*** Opening RECORDS SUPPLIED ***

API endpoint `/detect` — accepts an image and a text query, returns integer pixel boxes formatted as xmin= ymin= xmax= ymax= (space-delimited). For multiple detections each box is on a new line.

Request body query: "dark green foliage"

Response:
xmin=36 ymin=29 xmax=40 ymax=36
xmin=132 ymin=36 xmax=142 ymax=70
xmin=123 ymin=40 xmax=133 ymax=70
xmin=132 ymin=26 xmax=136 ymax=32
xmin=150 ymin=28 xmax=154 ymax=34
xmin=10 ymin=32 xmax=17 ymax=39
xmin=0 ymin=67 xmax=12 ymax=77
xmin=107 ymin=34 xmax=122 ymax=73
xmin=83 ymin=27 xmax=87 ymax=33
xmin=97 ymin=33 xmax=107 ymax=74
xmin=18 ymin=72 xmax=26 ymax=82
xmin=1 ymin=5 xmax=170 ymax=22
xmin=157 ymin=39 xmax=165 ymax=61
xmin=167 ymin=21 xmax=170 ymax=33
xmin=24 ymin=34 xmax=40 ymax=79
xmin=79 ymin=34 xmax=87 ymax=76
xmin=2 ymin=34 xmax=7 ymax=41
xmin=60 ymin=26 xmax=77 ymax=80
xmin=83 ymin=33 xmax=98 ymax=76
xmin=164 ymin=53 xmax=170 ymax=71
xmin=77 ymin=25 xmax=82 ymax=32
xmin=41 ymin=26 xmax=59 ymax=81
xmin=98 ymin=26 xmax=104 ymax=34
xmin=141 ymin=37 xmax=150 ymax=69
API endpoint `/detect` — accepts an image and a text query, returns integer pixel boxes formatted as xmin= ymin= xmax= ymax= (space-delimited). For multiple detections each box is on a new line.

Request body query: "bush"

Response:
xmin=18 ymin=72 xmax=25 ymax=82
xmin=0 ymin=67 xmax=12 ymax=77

*** Closing RECORDS SUPPLIED ***

■ EXERCISE REQUIREMENTS: Filter the data down to the lines that contain the string "body", and copy them.

■ RESPONSE AREA:
Request body query: "dark green foliage"
Request body query: "bush"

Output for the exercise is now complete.